Garrett-Bakelman, Francine E.

Primary Appointment

Assistant Professor, Biochemistry and Molecular Genetics

Education

  • Clinical Fellowship, Hematology and Medical Oncology, Weill Cornell Medical College
  • Postdoc, Postdoctoral training in epigenomics & hematological malignancies experimentation, Weill Cornell Medical College
  • BS, Biochemistry and Cell Biology, California State University, Fullerton
  • MD/PhD, Medicine and Cell Biology, Albert Einstein College of Medicine

Contact Information

LAB :PO Box 800733, 1340 JPA Pinn Hall Rm 6054A
UVA Cancer Ctr Clinic: PO Box 800334
Charlottesville, Virginia 22908
Telephone: Office: 434-924-9220 (no patient-related calls accepted); Clinical practice: 434-924-9333
Fax: Office: 434-924-5069 (no patient-related information accepted); Clinical practice: 434-244-7526
Email: fg5q@UVAHealth.org (For patients: if you are in need of assistance, please call clinical practice)

Research Disciplines

Bioinformatics and Genomics, Cancer Biology, Epigenetics, Molecular Biology, Translational Science

Research Interests

Acute Myeloid Leukemia: molecular and cellular biology events which mediate aberrant epigenetic and transcriptional mechanisms during disease establishment and progression

Research Description

Acute Myeloid Leukemia (AML) is the most common acute leukemia in adults. AML prognosis and overall survival decline in patients older that 60 years of age and in patients who develop disease relapse after initial treatments. Our main research goal is to understand molecular and epigenetic mechanisms responsible for AML disease phenotypes. Through this aim, in the long-term, findings will help identify novel therapeutic targets in AML.

We investigate these questions through the study of samples from AML patients and functional validations in in vitro and in vivo models. Epigenetic (DNA methylation, gene expression, and chromatin assays), molecular and cellular biology techniques are implemented to study how aberrant expression of specific genes contributes to abnormal cellular phenotypes and leukemogenesis. Previous studies have determined that AML progression (from disease diagnosis to relapse) is characterized by significant epigenetic plasticity and differentially expressed genes. Studies are being pursued to identify genes affected by the epigenetic changes observed and how their function contributes to the malignant phenotype.

* [Collected data]:
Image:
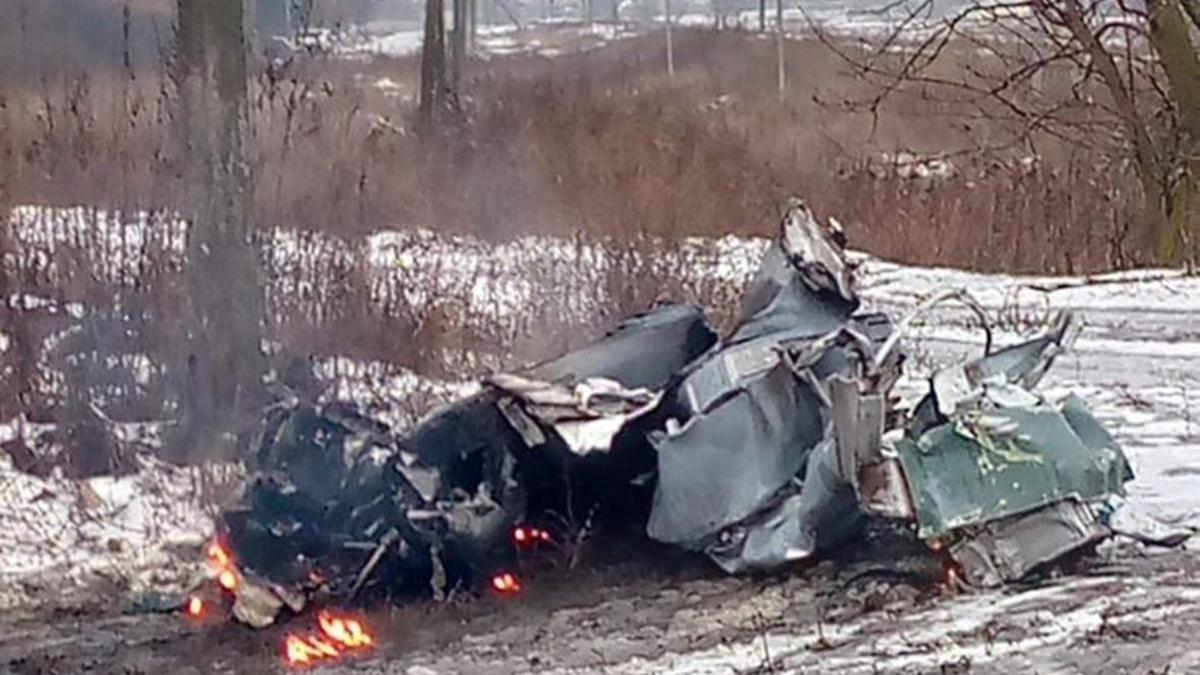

* [Task]: Return the passage of the faculty profile starting at "Acute Myeloid Leukemia (AML)" and ending at "targets in AML.", copied word for word.

* [Task answer]:
Acute Myeloid Leukemia (AML) is the most common acute leukemia in adults. AML prognosis and overall survival decline in patients older that 60 years of age and in patients who develop disease relapse after initial treatments. Our main research goal is to understand molecular and epigenetic mechanisms responsible for AML disease phenotypes. Through this aim, in the long-term, findings will help identify novel therapeutic targets in AML.